**What you will do:**
Pick out and copy every line of the material below that contains the word "apartment". Letter case counts.

** start Data to use **

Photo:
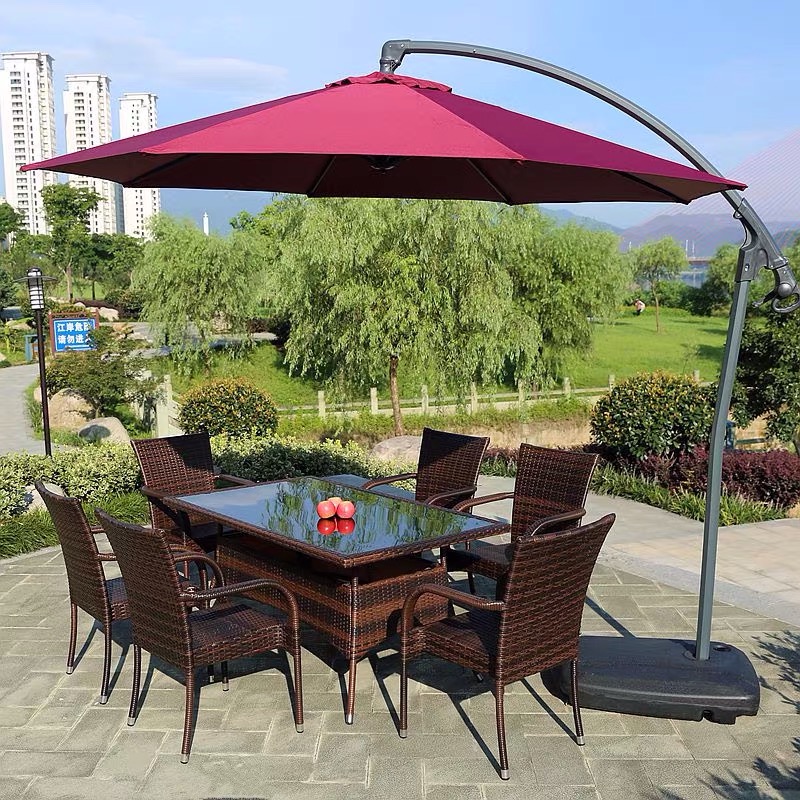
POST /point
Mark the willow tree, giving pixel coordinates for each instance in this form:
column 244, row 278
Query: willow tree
column 565, row 278
column 370, row 285
column 194, row 285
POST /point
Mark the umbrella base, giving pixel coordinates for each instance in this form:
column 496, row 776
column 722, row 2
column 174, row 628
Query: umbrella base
column 660, row 678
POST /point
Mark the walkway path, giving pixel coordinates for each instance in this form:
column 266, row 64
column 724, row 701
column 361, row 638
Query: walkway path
column 15, row 431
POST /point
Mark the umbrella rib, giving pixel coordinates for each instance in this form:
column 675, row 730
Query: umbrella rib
column 674, row 197
column 503, row 196
column 321, row 176
column 160, row 168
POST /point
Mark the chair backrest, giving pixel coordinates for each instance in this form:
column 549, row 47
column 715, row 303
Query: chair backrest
column 448, row 461
column 158, row 615
column 544, row 595
column 87, row 582
column 177, row 464
column 548, row 482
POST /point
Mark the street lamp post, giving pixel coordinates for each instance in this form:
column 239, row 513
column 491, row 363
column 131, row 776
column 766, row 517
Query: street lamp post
column 35, row 281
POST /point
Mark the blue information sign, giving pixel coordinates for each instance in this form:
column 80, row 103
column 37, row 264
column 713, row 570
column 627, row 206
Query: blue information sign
column 72, row 333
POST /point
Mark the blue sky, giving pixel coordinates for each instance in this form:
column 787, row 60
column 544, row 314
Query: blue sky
column 725, row 75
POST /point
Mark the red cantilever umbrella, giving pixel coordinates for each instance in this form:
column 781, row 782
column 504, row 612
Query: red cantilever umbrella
column 388, row 135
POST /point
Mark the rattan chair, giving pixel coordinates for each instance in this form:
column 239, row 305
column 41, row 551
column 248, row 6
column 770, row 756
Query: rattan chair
column 548, row 482
column 162, row 625
column 447, row 470
column 536, row 624
column 180, row 465
column 103, row 599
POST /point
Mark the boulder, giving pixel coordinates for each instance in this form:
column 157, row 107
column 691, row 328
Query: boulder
column 403, row 449
column 105, row 429
column 68, row 410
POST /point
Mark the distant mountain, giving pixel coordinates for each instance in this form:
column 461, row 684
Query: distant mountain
column 220, row 205
column 773, row 180
column 562, row 216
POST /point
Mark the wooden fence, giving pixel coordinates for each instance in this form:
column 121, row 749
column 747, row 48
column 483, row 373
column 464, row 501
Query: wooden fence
column 165, row 412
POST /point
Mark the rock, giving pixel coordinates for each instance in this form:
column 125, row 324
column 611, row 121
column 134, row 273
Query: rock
column 34, row 499
column 403, row 449
column 105, row 429
column 68, row 410
column 108, row 314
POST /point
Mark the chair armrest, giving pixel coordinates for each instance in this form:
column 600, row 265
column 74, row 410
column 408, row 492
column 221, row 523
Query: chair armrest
column 435, row 499
column 479, row 501
column 235, row 479
column 246, row 586
column 188, row 555
column 556, row 521
column 462, row 598
column 405, row 476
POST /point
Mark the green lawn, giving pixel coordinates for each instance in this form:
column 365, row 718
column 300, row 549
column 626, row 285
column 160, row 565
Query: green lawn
column 624, row 347
column 631, row 344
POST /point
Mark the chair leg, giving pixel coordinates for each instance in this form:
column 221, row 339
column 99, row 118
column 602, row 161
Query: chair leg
column 106, row 662
column 298, row 689
column 137, row 675
column 351, row 691
column 501, row 730
column 187, row 717
column 576, row 709
column 403, row 730
column 73, row 637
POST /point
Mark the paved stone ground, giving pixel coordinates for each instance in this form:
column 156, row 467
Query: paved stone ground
column 15, row 434
column 57, row 742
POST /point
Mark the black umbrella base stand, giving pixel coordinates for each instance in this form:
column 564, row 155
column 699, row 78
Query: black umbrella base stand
column 660, row 678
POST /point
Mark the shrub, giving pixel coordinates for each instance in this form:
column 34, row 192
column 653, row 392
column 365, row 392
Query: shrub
column 771, row 476
column 653, row 413
column 263, row 459
column 228, row 406
column 91, row 474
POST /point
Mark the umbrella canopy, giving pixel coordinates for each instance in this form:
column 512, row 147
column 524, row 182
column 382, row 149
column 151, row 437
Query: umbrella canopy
column 387, row 135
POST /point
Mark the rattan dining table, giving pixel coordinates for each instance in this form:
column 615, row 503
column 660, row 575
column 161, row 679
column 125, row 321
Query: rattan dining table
column 349, row 578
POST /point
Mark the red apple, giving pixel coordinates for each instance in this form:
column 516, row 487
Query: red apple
column 326, row 526
column 345, row 525
column 326, row 509
column 345, row 510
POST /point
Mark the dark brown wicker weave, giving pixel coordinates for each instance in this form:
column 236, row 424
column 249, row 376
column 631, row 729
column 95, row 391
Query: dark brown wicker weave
column 105, row 600
column 447, row 471
column 548, row 482
column 355, row 609
column 162, row 624
column 180, row 465
column 535, row 626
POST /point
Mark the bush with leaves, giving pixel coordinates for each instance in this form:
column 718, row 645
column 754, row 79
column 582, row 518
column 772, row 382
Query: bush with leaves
column 652, row 413
column 228, row 406
column 110, row 374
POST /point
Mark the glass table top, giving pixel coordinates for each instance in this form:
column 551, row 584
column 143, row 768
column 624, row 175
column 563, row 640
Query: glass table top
column 288, row 509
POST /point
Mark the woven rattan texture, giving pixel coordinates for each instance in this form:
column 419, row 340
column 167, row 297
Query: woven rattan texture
column 177, row 465
column 88, row 587
column 356, row 611
column 448, row 461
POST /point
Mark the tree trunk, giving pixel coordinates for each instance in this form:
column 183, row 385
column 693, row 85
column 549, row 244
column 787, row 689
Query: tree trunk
column 658, row 321
column 395, row 394
column 68, row 275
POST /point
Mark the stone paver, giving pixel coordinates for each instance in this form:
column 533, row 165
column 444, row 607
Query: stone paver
column 57, row 742
column 15, row 433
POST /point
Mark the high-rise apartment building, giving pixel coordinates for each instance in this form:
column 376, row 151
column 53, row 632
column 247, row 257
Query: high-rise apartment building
column 137, row 114
column 27, row 124
column 87, row 114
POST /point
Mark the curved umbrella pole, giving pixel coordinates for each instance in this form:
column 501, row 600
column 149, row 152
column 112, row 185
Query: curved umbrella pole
column 758, row 251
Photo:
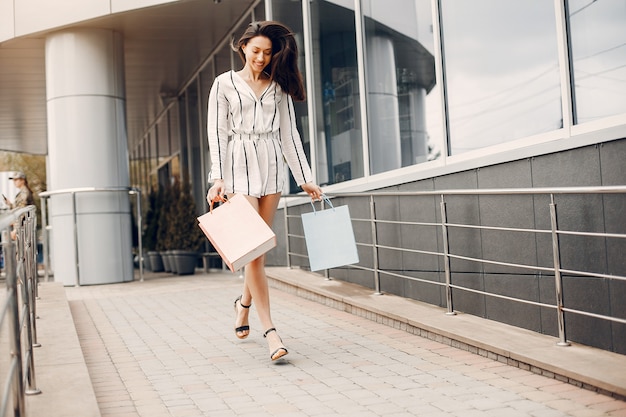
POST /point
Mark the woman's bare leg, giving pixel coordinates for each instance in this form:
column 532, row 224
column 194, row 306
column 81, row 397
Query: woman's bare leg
column 255, row 281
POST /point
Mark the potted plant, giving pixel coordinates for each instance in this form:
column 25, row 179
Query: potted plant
column 185, row 237
column 163, row 243
column 153, row 260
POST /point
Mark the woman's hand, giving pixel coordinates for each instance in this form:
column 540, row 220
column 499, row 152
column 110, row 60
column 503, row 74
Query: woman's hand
column 313, row 190
column 216, row 192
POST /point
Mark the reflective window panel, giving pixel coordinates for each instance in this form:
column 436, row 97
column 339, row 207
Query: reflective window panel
column 501, row 69
column 336, row 94
column 598, row 56
column 403, row 105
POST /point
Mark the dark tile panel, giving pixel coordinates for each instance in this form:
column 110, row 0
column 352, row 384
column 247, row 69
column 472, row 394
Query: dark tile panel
column 468, row 302
column 615, row 221
column 587, row 294
column 547, row 295
column 574, row 168
column 612, row 157
column 524, row 287
column 425, row 292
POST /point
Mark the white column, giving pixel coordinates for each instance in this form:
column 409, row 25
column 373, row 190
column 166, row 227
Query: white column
column 87, row 147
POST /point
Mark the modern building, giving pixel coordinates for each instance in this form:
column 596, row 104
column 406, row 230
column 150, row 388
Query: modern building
column 401, row 95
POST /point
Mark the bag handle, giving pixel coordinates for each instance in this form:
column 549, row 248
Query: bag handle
column 323, row 198
column 221, row 199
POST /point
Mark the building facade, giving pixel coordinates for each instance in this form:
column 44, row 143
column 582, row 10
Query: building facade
column 401, row 95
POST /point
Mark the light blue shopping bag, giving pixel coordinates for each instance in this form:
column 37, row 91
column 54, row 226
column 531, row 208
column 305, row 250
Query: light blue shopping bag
column 329, row 237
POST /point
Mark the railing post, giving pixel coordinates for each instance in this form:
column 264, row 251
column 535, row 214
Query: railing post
column 45, row 237
column 13, row 317
column 446, row 257
column 374, row 245
column 23, row 275
column 558, row 280
column 287, row 245
column 75, row 223
column 137, row 193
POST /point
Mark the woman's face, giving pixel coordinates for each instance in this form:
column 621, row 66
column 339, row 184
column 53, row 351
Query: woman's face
column 258, row 53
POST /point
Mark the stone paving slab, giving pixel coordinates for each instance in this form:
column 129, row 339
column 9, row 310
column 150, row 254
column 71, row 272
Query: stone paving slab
column 578, row 364
column 166, row 347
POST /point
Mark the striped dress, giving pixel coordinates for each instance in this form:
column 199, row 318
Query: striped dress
column 250, row 137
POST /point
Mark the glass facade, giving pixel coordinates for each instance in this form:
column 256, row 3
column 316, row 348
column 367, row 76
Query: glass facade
column 502, row 71
column 598, row 58
column 391, row 91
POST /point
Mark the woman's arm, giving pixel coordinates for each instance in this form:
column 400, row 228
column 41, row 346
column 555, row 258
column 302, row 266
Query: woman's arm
column 292, row 143
column 217, row 129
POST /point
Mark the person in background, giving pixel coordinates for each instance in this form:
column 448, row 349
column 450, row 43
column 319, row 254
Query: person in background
column 24, row 196
column 252, row 130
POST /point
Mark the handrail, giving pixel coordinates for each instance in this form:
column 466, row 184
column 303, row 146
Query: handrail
column 375, row 219
column 73, row 191
column 18, row 309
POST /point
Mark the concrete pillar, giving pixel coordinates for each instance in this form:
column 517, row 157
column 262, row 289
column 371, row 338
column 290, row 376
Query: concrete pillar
column 87, row 147
column 382, row 105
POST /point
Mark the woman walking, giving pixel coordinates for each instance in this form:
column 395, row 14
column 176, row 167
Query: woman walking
column 252, row 131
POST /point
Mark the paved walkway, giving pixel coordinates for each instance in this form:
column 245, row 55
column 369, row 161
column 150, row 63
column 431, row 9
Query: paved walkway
column 166, row 347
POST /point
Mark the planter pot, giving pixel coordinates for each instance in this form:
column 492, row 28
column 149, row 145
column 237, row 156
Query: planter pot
column 155, row 261
column 171, row 258
column 147, row 266
column 185, row 261
column 167, row 264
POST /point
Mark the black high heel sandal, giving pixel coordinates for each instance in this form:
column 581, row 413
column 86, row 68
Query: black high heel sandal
column 281, row 351
column 244, row 327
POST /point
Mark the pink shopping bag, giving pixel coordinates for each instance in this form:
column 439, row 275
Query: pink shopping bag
column 237, row 232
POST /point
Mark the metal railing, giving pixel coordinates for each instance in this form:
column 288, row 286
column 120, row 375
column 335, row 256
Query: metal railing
column 18, row 308
column 444, row 226
column 72, row 192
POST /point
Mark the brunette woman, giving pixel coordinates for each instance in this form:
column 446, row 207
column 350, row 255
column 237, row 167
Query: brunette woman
column 252, row 131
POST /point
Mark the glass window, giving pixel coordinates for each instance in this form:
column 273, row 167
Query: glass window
column 290, row 13
column 501, row 69
column 174, row 127
column 336, row 95
column 404, row 118
column 598, row 56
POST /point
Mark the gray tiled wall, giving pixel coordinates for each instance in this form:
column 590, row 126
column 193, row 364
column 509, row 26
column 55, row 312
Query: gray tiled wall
column 588, row 166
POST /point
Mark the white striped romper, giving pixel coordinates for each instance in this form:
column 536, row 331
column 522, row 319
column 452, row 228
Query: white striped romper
column 248, row 137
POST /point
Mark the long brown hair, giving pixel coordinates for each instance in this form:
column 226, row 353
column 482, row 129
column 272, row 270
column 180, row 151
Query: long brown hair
column 283, row 68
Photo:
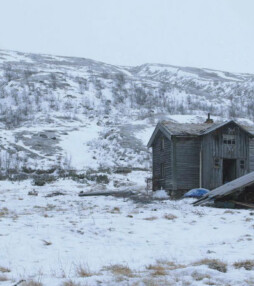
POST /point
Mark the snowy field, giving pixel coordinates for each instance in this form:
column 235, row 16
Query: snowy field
column 71, row 240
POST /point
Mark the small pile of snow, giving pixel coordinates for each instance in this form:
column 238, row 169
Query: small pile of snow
column 161, row 194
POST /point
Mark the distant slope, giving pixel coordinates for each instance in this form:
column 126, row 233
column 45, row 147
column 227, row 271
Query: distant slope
column 47, row 101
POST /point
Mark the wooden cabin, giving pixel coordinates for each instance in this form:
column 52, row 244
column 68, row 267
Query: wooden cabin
column 206, row 155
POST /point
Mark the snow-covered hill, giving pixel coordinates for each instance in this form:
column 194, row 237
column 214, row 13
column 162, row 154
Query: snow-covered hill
column 73, row 113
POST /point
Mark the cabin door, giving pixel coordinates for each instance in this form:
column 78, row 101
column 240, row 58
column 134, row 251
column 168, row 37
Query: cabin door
column 229, row 170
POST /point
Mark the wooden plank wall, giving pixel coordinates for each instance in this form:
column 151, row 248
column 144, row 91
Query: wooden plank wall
column 187, row 152
column 213, row 147
column 162, row 156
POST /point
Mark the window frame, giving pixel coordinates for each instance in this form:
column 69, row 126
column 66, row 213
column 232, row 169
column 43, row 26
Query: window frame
column 228, row 139
column 216, row 163
column 162, row 170
column 242, row 164
column 162, row 142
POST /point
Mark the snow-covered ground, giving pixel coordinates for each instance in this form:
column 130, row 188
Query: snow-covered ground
column 117, row 241
column 91, row 121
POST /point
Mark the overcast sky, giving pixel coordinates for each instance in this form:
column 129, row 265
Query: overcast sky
column 216, row 34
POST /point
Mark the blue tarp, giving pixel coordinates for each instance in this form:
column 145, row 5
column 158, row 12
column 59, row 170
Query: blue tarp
column 196, row 193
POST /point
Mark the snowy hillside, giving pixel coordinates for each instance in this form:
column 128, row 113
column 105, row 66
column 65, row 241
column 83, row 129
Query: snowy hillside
column 73, row 113
column 70, row 125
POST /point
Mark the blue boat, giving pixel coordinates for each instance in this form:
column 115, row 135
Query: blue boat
column 196, row 193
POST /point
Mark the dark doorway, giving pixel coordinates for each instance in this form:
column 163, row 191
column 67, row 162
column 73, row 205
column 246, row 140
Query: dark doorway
column 229, row 170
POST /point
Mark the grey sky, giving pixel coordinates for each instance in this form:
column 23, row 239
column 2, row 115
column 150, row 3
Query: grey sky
column 217, row 34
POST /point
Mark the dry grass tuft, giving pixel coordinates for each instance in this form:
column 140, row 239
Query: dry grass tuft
column 115, row 210
column 170, row 216
column 3, row 278
column 47, row 243
column 119, row 269
column 4, row 269
column 213, row 264
column 229, row 212
column 70, row 283
column 4, row 212
column 156, row 282
column 84, row 271
column 246, row 264
column 170, row 265
column 151, row 218
column 200, row 276
column 157, row 270
column 31, row 283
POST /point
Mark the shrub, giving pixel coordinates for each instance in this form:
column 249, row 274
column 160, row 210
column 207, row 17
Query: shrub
column 246, row 264
column 213, row 264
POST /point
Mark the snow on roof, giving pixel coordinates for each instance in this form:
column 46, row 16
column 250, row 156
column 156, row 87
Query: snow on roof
column 170, row 128
column 228, row 188
column 189, row 129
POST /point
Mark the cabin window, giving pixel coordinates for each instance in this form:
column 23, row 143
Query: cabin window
column 162, row 170
column 162, row 143
column 216, row 163
column 229, row 139
column 242, row 164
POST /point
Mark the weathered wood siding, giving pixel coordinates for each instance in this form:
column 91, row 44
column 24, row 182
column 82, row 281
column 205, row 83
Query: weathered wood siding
column 159, row 157
column 214, row 148
column 186, row 166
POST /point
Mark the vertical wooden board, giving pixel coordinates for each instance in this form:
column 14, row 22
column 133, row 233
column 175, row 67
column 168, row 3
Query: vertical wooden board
column 162, row 156
column 187, row 162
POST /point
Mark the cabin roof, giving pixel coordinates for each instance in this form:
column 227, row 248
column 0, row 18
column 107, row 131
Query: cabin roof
column 170, row 128
column 228, row 188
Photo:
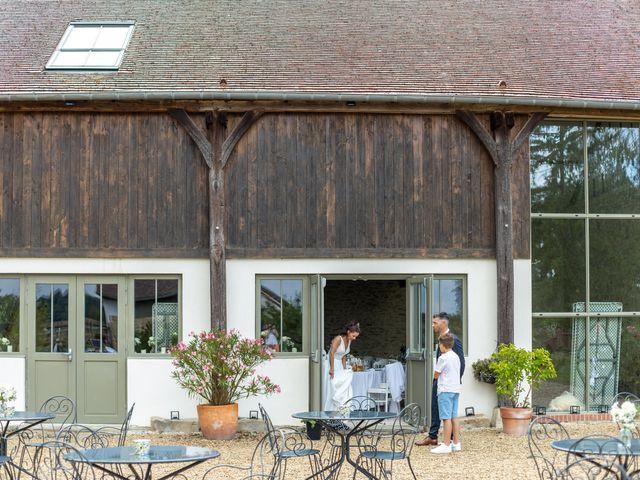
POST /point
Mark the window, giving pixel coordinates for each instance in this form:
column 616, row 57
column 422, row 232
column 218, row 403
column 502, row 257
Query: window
column 156, row 315
column 585, row 244
column 92, row 46
column 281, row 313
column 9, row 314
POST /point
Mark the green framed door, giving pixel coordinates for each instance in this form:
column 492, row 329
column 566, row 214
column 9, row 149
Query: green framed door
column 419, row 339
column 316, row 342
column 76, row 344
column 51, row 313
column 101, row 352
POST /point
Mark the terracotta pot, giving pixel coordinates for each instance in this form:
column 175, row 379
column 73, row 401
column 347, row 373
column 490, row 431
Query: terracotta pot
column 515, row 421
column 218, row 422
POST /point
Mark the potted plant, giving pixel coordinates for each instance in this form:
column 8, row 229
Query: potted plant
column 220, row 368
column 517, row 372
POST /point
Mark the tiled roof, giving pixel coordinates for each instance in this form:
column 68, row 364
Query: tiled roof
column 571, row 49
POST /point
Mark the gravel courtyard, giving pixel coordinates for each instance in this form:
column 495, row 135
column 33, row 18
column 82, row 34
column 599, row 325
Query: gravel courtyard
column 487, row 454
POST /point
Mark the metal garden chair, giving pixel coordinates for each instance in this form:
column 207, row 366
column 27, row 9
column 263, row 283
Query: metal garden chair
column 286, row 444
column 394, row 448
column 542, row 431
column 261, row 466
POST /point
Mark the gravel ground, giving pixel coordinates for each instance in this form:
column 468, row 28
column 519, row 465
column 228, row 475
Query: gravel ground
column 487, row 454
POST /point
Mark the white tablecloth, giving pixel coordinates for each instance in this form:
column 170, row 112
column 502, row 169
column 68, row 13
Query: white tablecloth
column 363, row 381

** end Data to use **

**Written reply:**
Mark the high-rise apartment building, giving pixel coordinates for each instance in this form:
Query: high-rise apartment building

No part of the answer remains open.